> [Task]:
Revise the listing below by replacing each "place a pin" with "drop a marker" and keeping everything else the same.

=== Data shown ===

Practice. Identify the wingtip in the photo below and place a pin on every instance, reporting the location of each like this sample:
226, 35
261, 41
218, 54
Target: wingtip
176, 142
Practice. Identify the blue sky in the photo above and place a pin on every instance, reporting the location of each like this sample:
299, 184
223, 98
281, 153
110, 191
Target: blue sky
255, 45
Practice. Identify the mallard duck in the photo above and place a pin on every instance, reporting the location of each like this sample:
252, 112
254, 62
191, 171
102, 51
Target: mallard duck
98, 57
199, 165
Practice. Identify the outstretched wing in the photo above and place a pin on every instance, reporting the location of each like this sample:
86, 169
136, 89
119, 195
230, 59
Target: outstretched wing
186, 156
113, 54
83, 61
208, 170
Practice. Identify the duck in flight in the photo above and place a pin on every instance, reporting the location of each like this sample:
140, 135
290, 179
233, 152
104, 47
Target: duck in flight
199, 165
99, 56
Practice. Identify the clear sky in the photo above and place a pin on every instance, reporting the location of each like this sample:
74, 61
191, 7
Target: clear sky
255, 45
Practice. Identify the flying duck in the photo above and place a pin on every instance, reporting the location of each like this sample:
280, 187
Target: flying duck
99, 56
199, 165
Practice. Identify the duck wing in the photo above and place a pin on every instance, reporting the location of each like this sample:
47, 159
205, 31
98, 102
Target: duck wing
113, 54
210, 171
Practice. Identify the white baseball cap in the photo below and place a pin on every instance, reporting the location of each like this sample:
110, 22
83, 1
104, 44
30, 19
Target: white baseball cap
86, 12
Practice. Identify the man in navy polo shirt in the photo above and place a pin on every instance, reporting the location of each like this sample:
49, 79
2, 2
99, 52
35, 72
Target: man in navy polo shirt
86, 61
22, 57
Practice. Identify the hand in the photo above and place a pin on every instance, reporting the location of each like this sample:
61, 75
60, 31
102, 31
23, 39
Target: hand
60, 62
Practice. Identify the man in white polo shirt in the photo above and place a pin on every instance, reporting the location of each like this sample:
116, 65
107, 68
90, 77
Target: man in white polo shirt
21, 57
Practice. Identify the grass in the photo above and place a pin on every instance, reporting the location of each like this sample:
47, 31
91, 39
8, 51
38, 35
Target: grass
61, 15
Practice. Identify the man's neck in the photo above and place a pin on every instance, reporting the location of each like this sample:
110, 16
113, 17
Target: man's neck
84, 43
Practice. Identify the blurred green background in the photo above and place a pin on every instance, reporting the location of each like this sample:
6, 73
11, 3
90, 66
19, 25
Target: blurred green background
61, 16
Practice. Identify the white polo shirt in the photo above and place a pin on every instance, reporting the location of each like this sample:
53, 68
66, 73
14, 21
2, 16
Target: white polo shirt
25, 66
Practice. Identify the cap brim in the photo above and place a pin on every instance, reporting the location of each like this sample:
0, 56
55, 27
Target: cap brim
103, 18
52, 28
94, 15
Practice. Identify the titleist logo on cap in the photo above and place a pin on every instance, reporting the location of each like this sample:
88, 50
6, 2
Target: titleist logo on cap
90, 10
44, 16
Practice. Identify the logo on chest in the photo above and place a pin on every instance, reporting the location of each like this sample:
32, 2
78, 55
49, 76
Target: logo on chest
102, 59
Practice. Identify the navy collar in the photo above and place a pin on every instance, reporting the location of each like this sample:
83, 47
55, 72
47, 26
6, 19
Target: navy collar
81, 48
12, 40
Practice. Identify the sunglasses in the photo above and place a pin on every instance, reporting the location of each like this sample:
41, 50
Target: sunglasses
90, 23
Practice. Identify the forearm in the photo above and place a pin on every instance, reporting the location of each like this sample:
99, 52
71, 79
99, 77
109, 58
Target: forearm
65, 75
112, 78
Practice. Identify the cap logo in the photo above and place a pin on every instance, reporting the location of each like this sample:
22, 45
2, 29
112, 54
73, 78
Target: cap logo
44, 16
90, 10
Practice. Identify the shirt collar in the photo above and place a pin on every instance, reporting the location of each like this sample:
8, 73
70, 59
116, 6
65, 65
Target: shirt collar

===

> [Problem solution]:
Practice. Identify the wingtip in the photo below and drop a marker on every instance, reporting the location of each like this sample:
226, 35
261, 41
218, 54
Target: wingtip
176, 142
Practice. Identify the blue sky in the photo above and drop a marker on every instance, reporting the location of each like this sample:
299, 184
223, 98
281, 153
110, 191
Target: blue sky
255, 45
Practice. Identify the mallard duck in the photo above and drop a marker on every instance, reporting the location of each like this sample:
252, 112
254, 62
191, 171
102, 51
Target: mallard duck
98, 57
199, 165
Practice. Identify the outstretched wing in the photo above and drop a marker on every instance, reporting the location of each like this sample:
86, 169
136, 89
119, 195
230, 59
Target: outstretched wing
186, 156
113, 54
83, 61
208, 170
Practice. Identify the duck in flight in the photo above and drop a marker on every instance, reporting the location of each like this sample:
140, 135
290, 179
233, 152
104, 47
Target: duck in flight
199, 165
99, 56
Practice. Identify the clear sky in the photo above and drop a marker on every instance, reporting the location of each like this sample:
74, 61
191, 7
Target: clear sky
255, 45
Practice. Identify the flying duck in the photo above and drop a marker on every instance, reporting the location of each like this sample:
280, 187
Target: flying duck
99, 56
199, 165
Practice. Identify the duck wing in the photo above and drop a marker on every instance, reporting the location of each like this sample:
47, 159
205, 31
98, 102
Target: duck wing
113, 54
210, 171
Practice. Identify the white baseball cap in the photo below and drop a marker on every instance, reporting the location of each like this sample:
110, 22
83, 1
104, 44
30, 19
Target: white baseball cap
86, 12
Practice. Identify the man in navy polo shirt in the photo above and drop a marker on every instance, reporting the location of each like this sample:
49, 79
2, 2
99, 52
35, 72
Target: man in navy polo shirt
86, 61
22, 57
Practice. Identify the hand in the photo above and drop a marker on every instance, reporting the location of each like this sample:
61, 75
60, 31
102, 31
23, 39
Target: hand
60, 62
Practice. Identify the man in white polo shirt in the photo above and drop a marker on every instance, reporting the location of each like this sample:
116, 65
107, 68
90, 77
Target: man in white polo shirt
21, 57
Practice. Identify the grass in the photo above and drop a marker on every instance, reporting the location of each like this sample:
47, 31
91, 39
8, 51
38, 35
Target: grass
61, 15
Practice. Identify the man's neck in the photo above and drop a marker on every instance, reporting the location of each like this sample:
110, 16
113, 17
Target: man's neck
84, 43
Practice. Identify the blurred green background in the photo above and drop a marker on every instance, reporting the location of each like this sample:
6, 73
11, 3
90, 66
19, 25
Target: blurred green background
61, 16
Practice. Identify the white polo shirt in the photo above and drop a marker on every instance, reporting the location of each like this sample:
53, 68
66, 73
14, 21
2, 16
Target: white polo shirt
25, 66
Practice. Identify the cap brim in the photo above and drop a marker on every instance, reporting the location of each like this sample:
0, 56
55, 27
Target: cap brim
103, 18
52, 28
94, 15
Practice. Identify the titleist logo on cap in the photo above and drop a marker on every instance, reporting the location of each like this sample:
88, 50
6, 2
Target: titleist logo on cap
90, 10
44, 16
Practice. Identify the logo on chest in the photo above and drop a marker on every instance, reporting the location of each like this sample:
32, 2
78, 55
49, 76
Target: logo on chest
102, 59
Practice. Identify the navy collar in the photo above and drop a marker on every instance, reporting the location of each like this sample:
83, 47
55, 72
47, 26
6, 19
Target: navy collar
81, 48
12, 40
Practice. Identify the sunglasses in the photo above and drop a marker on every instance, reporting the location of each like this sample:
41, 50
Target: sunglasses
90, 23
Practice. Identify the forearm in the photo above and drop a marker on every instance, reporting the location of each like this sample:
99, 52
71, 79
99, 77
109, 58
Target: forearm
65, 75
112, 78
Practice. Identify the cap logo in the photo above and drop a marker on every instance, reporting the location of each like this sample:
22, 45
2, 29
112, 54
73, 78
Target: cap logo
44, 16
90, 10
Practice. Identify the shirt collar in the photo above and drop a marker on every instance, reporting the location of each like this sample:
8, 73
70, 59
116, 6
65, 65
Target: shirt collar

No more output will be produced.